Data records:
———

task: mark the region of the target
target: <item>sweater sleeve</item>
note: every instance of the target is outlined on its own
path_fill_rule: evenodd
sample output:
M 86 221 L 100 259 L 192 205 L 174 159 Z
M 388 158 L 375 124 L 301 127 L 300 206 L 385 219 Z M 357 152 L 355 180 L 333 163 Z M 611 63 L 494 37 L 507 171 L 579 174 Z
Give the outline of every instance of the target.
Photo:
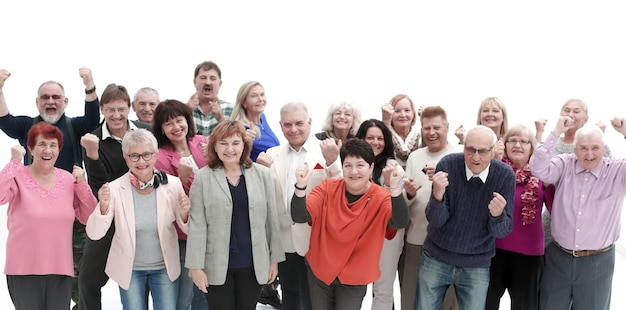
M 311 213 L 306 209 L 306 196 L 291 198 L 291 219 L 296 223 L 306 223 L 311 220 Z
M 553 156 L 558 140 L 559 137 L 550 133 L 543 143 L 537 145 L 529 161 L 532 174 L 543 182 L 550 184 L 558 182 L 564 167 L 564 162 L 561 159 L 561 156 L 564 155 Z
M 513 230 L 513 210 L 515 205 L 515 174 L 506 167 L 497 178 L 500 195 L 506 200 L 504 211 L 500 216 L 489 218 L 489 230 L 495 238 L 504 238 Z M 487 181 L 489 182 L 489 180 Z
M 18 190 L 15 183 L 15 173 L 19 167 L 22 167 L 22 162 L 12 159 L 2 169 L 2 174 L 0 174 L 0 204 L 11 202 L 15 197 L 15 192 Z
M 98 201 L 87 182 L 74 184 L 74 213 L 82 224 L 87 223 L 89 215 L 96 208 Z
M 395 229 L 402 229 L 409 224 L 409 207 L 402 195 L 391 197 L 391 219 L 389 226 Z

———

### INSTRUCTIONS FOR THE TASK
Starting with the line that contains "note: every instance", print every line through the end of the data exactly as written; omit all pictures and add nothing else.

### OUTPUT FOR THIS EXERCISE
note: every instance of the target is outlined on its own
path_fill_rule: evenodd
sample output:
M 86 221 L 100 259 L 192 205 L 174 159 Z
M 388 158 L 375 124 L 301 127 L 300 206 L 385 219 Z M 357 152 L 355 180 L 333 163 Z M 611 63 L 494 37 L 507 171 L 579 174 Z
Give the outline of every instance of the target.
Photo:
M 311 213 L 306 209 L 306 196 L 291 198 L 291 219 L 296 223 L 306 223 L 311 220 Z
M 553 156 L 558 140 L 559 137 L 550 133 L 543 143 L 537 145 L 529 161 L 532 174 L 543 182 L 550 184 L 558 182 L 564 167 L 564 162 L 561 159 L 561 156 L 564 155 Z
M 513 230 L 513 210 L 515 205 L 515 174 L 506 167 L 497 178 L 500 195 L 506 200 L 504 211 L 500 216 L 489 218 L 489 230 L 495 238 L 504 238 Z M 487 181 L 489 182 L 489 180 Z
M 18 190 L 15 183 L 15 173 L 19 167 L 22 167 L 22 162 L 12 159 L 2 169 L 2 174 L 0 174 L 0 204 L 11 202 L 15 197 L 15 192 Z
M 98 201 L 87 182 L 74 184 L 74 213 L 82 224 L 87 223 L 89 215 L 96 208 Z
M 395 229 L 402 229 L 409 224 L 409 207 L 402 195 L 391 197 L 391 219 L 389 226 Z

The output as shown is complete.